● **목표**
아래에 실린 Bigtable HBase Beam 커넥터에 관한 글을 마지막 문장 다음부터 이어 쓰세요.

● **본문 발췌**

Bigtable HBase Beam 커넥터

Dataflow 파이프라인에서 Bigtable을 사용하려면 오픈소스 Bigtable Beam I/O 커넥터 2개를 사용하면 됩니다.

HBase에서 Bigtable로 마이그레이션하거나 애플리케이션에서 HBase API를 호출하는 경우 이 페이지에 설명된 Bigtable HBase Beam 커넥터(CloudBigtableIO)를 사용합니다.

다른 모든 경우에는 Bigtable Beam 커넥터(BigtableIO)를 Cloud Bigtable API에서 작동하는 Java용 Cloud Bigtable 클라이언트와 함께 사용해야 합니다. 이 커넥터를 사용하려면 Bigtable Beam 커넥터를 참조하세요.

Apache Beam 프로그래밍 모델에 대한 자세한 내용은 Beam 문서를 참조하세요.

HBase 시작하기

Bigtable HBase Beam 커넥터는 Java로 작성되며 Java용 Bigtable HBase 클라이언트에 빌드됩니다. 또한 Apache Beam 기반의 Java용 Dataflow SDK 2.x와 호환됩니다. 커넥터의 소스 코드는 GitHub 저장소 googleapis/java-bigtable-hbase에 있습니다.

● **제공된 항목**
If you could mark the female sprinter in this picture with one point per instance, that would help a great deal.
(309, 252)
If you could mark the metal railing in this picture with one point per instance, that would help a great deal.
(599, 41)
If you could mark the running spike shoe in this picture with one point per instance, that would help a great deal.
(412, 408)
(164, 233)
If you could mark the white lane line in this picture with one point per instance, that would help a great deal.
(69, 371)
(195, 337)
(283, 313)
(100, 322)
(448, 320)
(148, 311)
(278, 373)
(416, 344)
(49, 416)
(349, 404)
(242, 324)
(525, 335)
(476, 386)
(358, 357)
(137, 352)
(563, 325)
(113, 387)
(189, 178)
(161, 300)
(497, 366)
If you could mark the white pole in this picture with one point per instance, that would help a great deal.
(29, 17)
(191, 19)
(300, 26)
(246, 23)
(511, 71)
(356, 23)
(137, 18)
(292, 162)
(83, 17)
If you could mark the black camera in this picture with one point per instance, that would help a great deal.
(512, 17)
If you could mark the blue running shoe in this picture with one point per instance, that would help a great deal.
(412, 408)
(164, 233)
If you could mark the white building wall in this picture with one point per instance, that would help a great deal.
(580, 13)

● **작성한 답변**
이 페이지에서는 Read 및 Write 변환을 사용하는 방법을 간략하게 설명합니다.

인증 설정

로컬 개발 환경에서 이 페이지의 Java 샘플을 사용하려면 gcloud CLI를 설치하고 초기화한 후 사용자 인증 정보로 애플리케이션 기본 사용자 인증 정보를 설정합니다.

Install the Google Cloud CLI.
If you're using an external identity provider (IdP), you must first sign in to the gcloud CLI with your federated identity.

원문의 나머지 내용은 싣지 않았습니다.